-- Raw data --
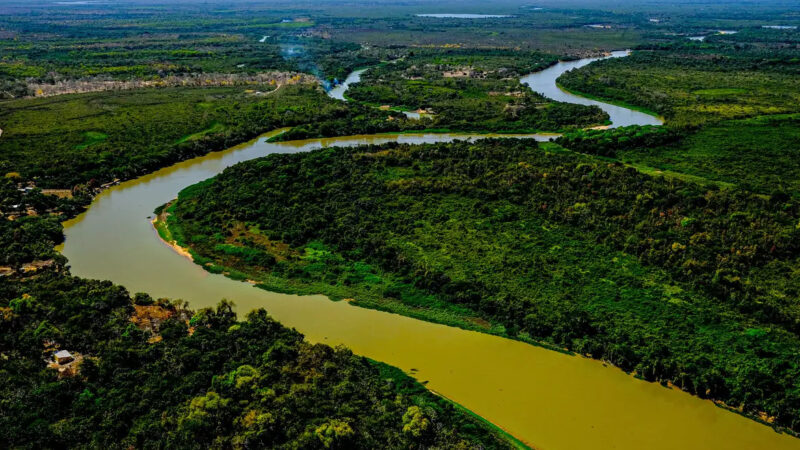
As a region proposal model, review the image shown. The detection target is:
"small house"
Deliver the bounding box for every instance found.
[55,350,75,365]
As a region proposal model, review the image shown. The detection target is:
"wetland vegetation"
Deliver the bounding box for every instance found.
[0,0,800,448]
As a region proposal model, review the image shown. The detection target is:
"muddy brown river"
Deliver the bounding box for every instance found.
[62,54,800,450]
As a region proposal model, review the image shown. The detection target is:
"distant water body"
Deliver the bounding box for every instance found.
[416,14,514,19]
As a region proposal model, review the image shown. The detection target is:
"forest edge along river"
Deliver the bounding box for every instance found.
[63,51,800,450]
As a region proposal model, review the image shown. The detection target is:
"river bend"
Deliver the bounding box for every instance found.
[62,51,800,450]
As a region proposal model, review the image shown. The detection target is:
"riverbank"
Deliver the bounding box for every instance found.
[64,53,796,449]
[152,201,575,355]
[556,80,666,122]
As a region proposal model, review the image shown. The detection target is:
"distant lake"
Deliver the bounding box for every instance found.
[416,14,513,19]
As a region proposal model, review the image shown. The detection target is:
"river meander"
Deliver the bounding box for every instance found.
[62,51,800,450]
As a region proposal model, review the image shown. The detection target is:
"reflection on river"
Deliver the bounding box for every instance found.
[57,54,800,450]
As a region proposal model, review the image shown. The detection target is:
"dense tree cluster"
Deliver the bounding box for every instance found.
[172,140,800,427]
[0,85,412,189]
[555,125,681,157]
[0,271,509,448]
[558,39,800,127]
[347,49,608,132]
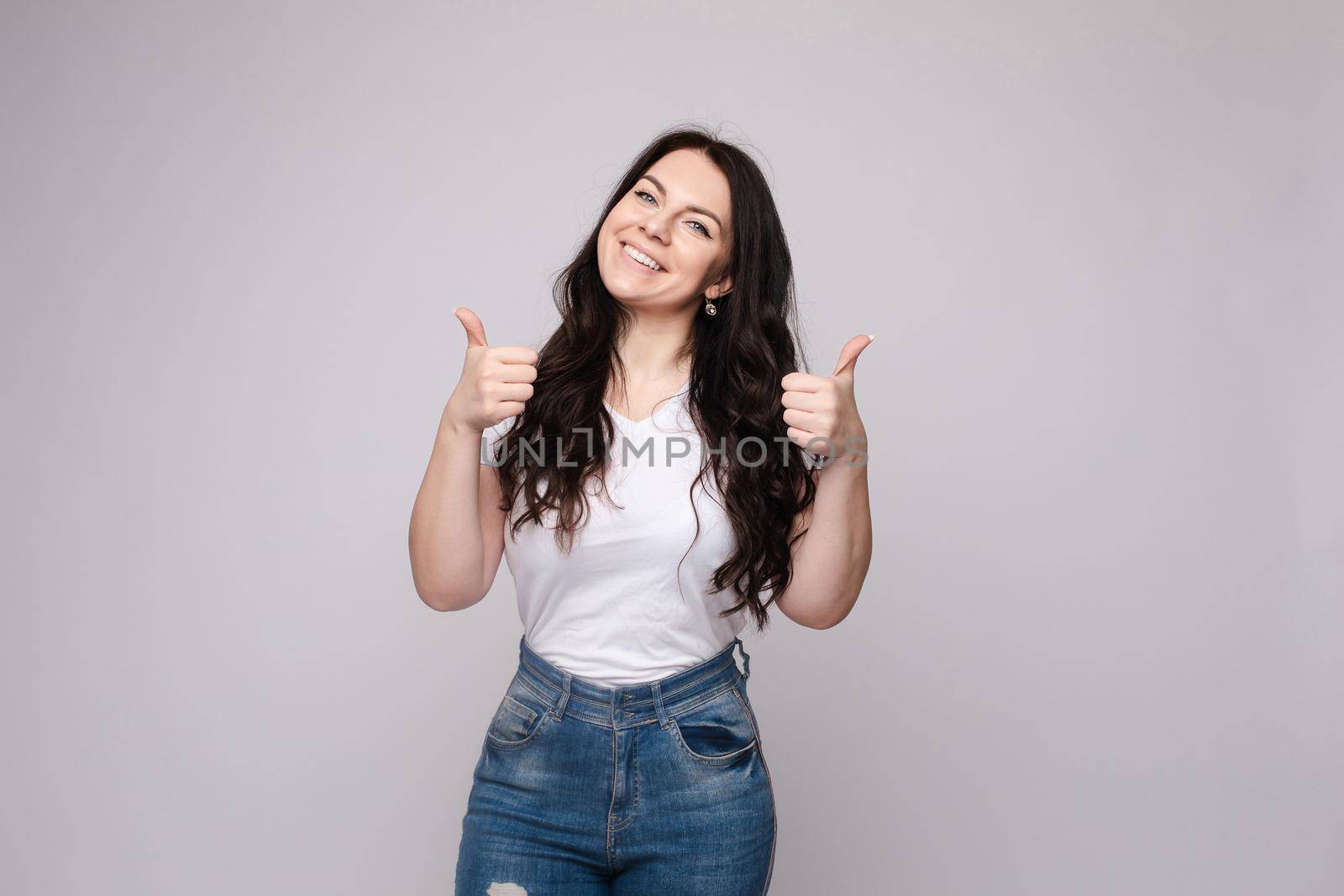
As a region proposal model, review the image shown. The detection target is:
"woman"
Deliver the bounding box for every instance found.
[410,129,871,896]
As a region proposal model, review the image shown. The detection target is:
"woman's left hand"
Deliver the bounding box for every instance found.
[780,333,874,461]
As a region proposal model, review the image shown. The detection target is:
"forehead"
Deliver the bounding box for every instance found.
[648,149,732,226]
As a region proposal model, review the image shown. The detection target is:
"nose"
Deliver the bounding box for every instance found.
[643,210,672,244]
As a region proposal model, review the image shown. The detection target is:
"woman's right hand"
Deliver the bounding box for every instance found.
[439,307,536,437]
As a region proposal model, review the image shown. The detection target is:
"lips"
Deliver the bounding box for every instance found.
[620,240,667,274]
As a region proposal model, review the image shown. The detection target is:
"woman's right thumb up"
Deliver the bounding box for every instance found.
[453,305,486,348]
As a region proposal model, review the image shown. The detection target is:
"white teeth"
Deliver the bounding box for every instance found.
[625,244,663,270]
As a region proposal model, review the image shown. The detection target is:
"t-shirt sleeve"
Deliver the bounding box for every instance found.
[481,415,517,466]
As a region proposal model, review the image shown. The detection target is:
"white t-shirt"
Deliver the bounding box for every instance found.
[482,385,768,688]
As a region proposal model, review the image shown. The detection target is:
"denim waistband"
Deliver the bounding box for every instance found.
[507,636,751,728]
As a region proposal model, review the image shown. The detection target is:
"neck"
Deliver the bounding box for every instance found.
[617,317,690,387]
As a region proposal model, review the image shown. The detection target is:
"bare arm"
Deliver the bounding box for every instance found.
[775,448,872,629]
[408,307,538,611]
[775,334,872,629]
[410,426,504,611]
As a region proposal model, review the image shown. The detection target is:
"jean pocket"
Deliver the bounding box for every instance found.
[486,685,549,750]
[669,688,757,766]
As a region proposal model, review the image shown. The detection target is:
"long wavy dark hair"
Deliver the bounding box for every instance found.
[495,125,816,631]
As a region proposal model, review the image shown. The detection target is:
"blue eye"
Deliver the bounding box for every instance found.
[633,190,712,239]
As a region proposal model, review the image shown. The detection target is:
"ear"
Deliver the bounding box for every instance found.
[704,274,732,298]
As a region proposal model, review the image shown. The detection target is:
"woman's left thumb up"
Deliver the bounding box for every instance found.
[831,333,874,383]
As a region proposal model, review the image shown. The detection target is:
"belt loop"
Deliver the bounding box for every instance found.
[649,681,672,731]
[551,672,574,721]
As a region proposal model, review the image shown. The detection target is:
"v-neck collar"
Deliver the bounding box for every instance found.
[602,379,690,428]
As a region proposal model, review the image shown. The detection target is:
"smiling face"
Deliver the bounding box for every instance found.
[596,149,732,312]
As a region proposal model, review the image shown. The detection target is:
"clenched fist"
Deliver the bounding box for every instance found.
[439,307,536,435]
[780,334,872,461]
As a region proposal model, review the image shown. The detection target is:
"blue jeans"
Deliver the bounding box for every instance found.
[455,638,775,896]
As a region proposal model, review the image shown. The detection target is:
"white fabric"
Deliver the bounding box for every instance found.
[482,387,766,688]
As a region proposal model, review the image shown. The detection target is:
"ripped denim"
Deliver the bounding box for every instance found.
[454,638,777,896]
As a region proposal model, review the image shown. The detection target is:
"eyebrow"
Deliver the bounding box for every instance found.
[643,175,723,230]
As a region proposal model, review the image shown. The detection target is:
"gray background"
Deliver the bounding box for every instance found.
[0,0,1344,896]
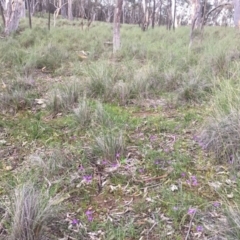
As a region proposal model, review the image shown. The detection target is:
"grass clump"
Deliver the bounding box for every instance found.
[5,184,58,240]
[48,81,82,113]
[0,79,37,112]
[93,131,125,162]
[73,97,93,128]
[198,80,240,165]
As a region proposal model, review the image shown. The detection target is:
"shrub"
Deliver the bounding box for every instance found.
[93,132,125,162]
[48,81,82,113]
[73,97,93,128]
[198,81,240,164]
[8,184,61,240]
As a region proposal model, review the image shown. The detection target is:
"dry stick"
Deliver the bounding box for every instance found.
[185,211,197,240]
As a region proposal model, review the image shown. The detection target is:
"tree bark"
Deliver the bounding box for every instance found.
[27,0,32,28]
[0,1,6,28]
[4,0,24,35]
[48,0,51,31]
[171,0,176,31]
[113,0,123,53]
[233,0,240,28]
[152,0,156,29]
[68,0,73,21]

* * *

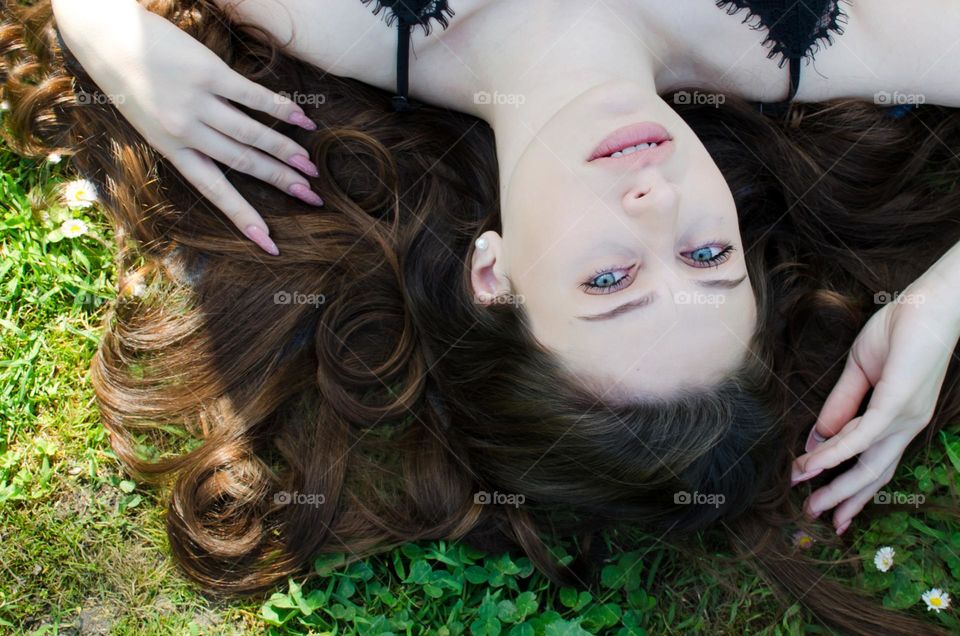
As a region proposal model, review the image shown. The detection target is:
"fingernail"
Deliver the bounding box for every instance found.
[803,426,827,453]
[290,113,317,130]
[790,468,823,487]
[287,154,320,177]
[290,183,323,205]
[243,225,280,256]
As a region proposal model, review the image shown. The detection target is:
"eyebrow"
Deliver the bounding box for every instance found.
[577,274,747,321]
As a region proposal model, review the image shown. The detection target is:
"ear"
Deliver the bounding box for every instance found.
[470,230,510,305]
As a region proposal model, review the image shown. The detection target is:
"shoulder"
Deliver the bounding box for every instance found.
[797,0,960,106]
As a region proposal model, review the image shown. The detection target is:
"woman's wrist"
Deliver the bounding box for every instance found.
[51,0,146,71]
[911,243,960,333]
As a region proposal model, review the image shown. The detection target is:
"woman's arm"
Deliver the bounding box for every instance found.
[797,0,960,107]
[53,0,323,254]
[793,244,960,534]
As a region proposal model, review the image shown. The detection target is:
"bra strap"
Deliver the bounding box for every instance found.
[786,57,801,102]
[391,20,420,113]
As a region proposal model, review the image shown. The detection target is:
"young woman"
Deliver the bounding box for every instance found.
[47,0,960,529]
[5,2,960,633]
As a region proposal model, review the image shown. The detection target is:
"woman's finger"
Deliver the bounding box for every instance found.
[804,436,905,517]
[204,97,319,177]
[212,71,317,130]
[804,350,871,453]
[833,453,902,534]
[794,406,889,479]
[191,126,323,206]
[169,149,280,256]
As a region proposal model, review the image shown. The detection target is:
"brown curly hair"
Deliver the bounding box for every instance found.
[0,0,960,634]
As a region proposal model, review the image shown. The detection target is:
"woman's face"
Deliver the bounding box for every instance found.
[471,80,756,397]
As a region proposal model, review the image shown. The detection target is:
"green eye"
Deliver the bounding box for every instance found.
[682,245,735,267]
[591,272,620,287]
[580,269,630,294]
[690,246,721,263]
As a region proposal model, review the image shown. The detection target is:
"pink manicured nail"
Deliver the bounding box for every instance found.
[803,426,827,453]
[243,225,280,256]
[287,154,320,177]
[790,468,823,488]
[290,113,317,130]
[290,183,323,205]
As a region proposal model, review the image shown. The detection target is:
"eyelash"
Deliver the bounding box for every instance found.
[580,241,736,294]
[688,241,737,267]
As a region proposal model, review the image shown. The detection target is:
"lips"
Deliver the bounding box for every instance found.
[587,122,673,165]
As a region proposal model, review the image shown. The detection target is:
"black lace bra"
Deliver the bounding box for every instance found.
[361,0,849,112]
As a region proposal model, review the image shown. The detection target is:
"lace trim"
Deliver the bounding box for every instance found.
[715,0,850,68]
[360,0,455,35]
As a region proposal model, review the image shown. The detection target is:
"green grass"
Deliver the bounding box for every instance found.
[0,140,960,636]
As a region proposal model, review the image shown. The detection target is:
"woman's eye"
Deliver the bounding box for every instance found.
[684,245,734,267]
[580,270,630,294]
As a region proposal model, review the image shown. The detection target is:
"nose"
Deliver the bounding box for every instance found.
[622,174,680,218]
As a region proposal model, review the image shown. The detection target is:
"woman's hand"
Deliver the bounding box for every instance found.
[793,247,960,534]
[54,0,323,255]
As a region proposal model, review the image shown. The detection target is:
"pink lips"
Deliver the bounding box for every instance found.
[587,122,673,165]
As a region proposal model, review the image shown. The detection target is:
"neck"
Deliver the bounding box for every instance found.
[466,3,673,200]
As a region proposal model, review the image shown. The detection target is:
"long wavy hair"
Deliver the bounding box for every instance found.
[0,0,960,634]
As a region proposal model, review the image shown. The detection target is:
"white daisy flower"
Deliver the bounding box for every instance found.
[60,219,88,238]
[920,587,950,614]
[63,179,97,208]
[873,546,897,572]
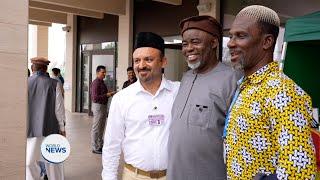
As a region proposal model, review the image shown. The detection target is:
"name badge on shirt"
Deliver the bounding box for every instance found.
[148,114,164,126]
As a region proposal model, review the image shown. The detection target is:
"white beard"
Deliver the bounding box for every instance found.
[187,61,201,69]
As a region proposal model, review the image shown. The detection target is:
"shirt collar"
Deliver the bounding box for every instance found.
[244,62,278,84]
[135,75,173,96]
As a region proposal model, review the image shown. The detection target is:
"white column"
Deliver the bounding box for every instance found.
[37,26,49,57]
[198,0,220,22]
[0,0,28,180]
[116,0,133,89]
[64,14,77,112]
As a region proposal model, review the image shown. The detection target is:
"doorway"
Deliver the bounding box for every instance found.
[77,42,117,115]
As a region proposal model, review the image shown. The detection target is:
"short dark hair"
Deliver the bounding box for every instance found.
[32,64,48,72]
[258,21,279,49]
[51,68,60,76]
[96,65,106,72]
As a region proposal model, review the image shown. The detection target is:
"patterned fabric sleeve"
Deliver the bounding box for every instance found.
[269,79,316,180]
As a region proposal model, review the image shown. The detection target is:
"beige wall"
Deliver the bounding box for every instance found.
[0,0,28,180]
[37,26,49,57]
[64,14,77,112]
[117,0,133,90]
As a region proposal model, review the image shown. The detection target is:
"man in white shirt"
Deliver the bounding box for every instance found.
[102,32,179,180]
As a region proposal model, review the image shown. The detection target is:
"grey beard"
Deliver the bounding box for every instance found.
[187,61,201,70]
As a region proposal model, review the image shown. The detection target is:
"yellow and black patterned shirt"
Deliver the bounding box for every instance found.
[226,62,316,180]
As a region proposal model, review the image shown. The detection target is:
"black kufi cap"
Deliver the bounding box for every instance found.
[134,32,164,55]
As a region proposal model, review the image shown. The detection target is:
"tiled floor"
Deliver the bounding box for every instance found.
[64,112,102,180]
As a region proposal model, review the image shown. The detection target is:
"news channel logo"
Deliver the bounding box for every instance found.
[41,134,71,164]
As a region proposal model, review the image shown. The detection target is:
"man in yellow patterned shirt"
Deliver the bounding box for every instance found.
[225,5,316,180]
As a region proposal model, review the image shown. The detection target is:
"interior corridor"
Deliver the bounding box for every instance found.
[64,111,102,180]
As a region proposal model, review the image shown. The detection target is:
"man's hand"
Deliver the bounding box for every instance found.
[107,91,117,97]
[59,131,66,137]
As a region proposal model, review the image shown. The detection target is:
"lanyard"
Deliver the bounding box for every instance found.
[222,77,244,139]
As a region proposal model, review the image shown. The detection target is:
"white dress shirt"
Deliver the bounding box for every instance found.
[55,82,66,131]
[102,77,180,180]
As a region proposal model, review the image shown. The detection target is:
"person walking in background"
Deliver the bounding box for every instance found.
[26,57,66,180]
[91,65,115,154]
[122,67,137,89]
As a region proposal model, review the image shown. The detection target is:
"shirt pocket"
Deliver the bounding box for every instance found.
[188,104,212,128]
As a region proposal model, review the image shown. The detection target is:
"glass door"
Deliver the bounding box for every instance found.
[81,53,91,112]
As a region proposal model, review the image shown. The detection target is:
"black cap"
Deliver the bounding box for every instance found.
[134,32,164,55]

-- Aim of the task --
Gather every line of the data above that contains the string "patterned", matching uppercase and lowercase exactly.

-- Result of this task --
"patterned fabric sleeve"
"yellow and black patterned shirt"
"man in yellow patterned shirt"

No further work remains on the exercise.